(Referring expression pointing data)
______________________________

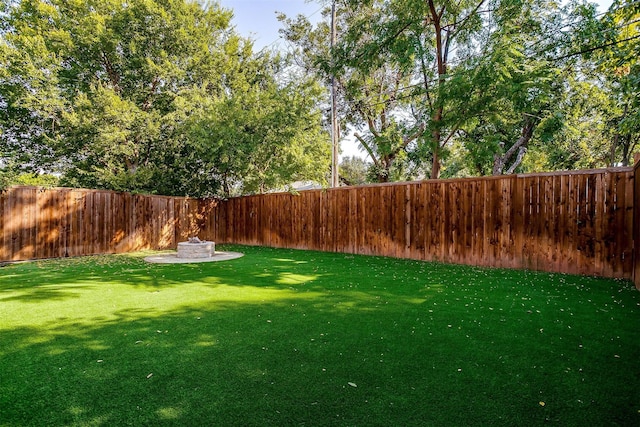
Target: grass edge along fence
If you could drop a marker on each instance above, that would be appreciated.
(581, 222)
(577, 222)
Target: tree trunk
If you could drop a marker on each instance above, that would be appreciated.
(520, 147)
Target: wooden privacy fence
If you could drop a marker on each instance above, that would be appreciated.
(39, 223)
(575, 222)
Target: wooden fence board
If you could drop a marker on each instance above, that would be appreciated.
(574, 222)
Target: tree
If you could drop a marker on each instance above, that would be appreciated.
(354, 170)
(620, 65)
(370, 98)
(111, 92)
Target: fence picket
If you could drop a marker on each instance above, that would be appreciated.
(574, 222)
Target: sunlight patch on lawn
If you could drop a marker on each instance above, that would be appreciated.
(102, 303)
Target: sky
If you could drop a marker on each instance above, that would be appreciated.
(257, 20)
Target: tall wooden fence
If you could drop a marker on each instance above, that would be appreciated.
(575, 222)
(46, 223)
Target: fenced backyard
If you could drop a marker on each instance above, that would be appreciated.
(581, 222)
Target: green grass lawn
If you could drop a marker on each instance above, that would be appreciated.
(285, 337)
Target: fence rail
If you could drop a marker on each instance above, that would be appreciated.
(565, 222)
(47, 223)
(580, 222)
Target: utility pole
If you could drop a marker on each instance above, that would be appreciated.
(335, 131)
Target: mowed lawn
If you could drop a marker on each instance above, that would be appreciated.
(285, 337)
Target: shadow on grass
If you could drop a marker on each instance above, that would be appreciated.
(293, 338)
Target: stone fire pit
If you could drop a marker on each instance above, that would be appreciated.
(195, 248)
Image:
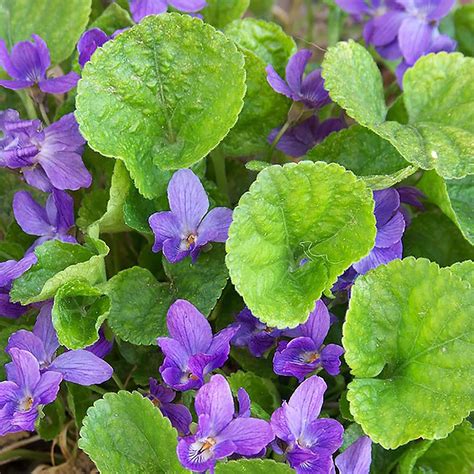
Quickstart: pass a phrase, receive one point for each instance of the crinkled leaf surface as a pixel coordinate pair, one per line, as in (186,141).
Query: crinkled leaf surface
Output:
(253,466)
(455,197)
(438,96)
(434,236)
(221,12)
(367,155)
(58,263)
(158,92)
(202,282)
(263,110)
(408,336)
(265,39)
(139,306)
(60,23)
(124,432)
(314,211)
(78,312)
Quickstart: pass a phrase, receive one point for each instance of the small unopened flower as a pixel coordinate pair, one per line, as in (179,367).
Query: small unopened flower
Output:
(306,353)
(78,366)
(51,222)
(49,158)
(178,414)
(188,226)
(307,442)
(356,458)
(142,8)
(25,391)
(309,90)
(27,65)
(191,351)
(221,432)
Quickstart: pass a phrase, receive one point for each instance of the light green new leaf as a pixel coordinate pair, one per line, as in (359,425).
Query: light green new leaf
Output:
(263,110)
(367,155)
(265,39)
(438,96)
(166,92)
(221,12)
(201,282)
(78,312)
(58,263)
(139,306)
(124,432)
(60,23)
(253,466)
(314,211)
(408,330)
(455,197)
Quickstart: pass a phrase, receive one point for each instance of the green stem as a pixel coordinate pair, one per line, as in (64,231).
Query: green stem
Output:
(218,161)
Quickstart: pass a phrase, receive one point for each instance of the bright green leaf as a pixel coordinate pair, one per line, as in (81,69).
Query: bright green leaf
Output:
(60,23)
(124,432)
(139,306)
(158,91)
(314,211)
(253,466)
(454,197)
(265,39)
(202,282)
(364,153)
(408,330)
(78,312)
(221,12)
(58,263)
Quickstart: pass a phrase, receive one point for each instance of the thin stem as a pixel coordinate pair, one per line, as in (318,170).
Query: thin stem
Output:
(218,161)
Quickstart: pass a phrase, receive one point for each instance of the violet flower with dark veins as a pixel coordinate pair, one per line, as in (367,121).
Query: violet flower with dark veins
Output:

______________________________

# [PROBLEM TO WORK ON]
Filter the records above for the string "violet" and copy each matching line.

# [THE COMPLETED TASK]
Quickstart: pass a phrase, receive one point for each instance of the violet flower with dark veins as a pixel coordinate pair, one per line, as in (367,121).
Query: violet flower with dark veins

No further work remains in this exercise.